----- Bacaan

Ahli tauḥīd di atas benar-benar berada dalam ujian yang sangat berat sebagaimana telah kugambarkan sebelumnya.
Rasūlullāh s.a.w. bersabda:
“Orang yang paling berat ujiannya di dunia adalah para nabi, kemudian orang-orang sesudah mereka dan sesudah mereka.”(1331).
Rasūlullāh s.a.w. bersabda:
“Seandainya kalian mengetahui seperti yang kuketahui, niscaya kalian akan sedikit tertawa, banyak menangis, dan menaburkan tanah di atas kepala kalian.”
Beliau juga bersabda:
“Siapa yang menyaksikan Allah berikut kebesaran-Nya, ia berada dalam ujian yang berat.”
Beliau bersabda:
“Jika kalian melihat orang yang berada dalam ujian, mintalah keselamatan kepada Allah.”
Cobalah renungkan kondisi orang yang berada dalam ujian di mana pakaian keselamatan terlepas darinya. Bagaimana kira-kira kehidupannya? Bukankah engkau mengetahui bagaimana Rasūlullāh s.a.w. senantiasa berada dalam ujian tersebut pada setiap saat? Jika sedang salat terdengar dari diri beliau suara desis seperti periuk yang sedang mendidih. Wajah beliau juga segera berubah ketika angin berhembus dan ada peristiwa yang terjadi. Kelalaian diri kitalah yang membuat kita terhijab sehingga tidak bisa menyaksikan apa yang disaksikan oleh para ahli ma‘rifat. Lintasan hati kita sudah penuh dengan sesuatu yang lain.

----------
----- Data Mentah

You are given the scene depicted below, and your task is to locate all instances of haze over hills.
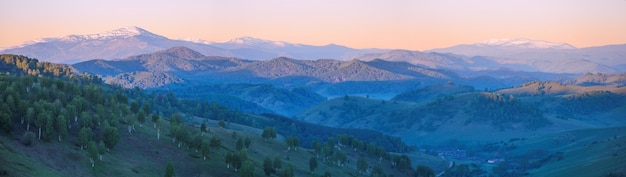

----------

## Soal Latihan
1. Dalam bacaan tentang ujian ahli tauhid, apa yang terdengar dari diri Rasūlullāh s.a.w. ketika beliau sedang salat?
2. Lanjutkan bacaan tentang ujian ahli tauhid mulai dari sesudah kalimat terakhirnya.

## Kunci Jawaban
1. Suara desis seperti periuk yang sedang mendidih.

2.
Allah s.w.t. mengecam beberapa kaum dengan berkata:
“Mereka mengetahui apa yang tampak dari kehidupan dunia. Sementara, terhadap akhirat mereka lalai.” (1342).
Hamba yang tenggelam dalam cahaya tauḥīd dan berada dalam ujian hebat, ia hidup nyaman dan tenang bersama Tuhan.
Allah s.w.t. berfirman:
“Kami akan menghidupkannya dalam sebuah kehidupan yang nyaman.” (1353).
Hamba tersebut lupa kepada segala kenikmatan ketika ia sedang menikmati dzikir, ketaatan, ma‘rifat, dan cinta-Nya.
Rasūlullāh s.a.w. bersabda:
“Telah mengecap nikmatnya īmān orang yang rida Allah sebagai Tuhannya.” (1364).
Beliau juga bersabda:
“Tiga hal yang siapa di antara kalian berada di dalamnya, ia akan menemukan manisnya īmān: (1) orang yang Allah dan Rasūl-Nya lebih ia cintai daripada selain keduanya; (2) orang yang tidak ingin kembali kepada kekufuran setelah Allah menyelamatkan ia darinya sebagaimana ia tidak mau dilemparkan ke neraka; (3) orang yang mencintai seseorang hanya karena Allah.” (1375).
Ini bukan tempat yang tepat untuk menjelaskannya. Hamba ini telah Allah beri minum dari lautan petunjuk sehingga ia merasakan kesegarannya. Ia seperti orang gila dalam pandangan manusia, tetapi Allah telah menghiasinya dengan pakaian terindah, telah melindunginya dari jahatnya bisikan makhlūq, dan memuliakannya atas sebagian besar manusia. Kondisi ahli tauḥīd tersebut tidak diketahui lewat penglihatan dan ukuran biasa. Allah telah mengistimewakannya dengan kekuatan yang berasal dari sisi-Nya dalam seluruh kondisinya yang semua itu tidak bisa dijangkau oleh akal dan indra.
Allah s.w.t. berfirman:
“Allah adalah pelindung orang-orang berīmān.” (1386).
“Hal itu karena Allah merupakan pelindung bagi orang-orang yang berīmān, sementara orang-orang kafir tidak mempunyai pelindung.” (1397).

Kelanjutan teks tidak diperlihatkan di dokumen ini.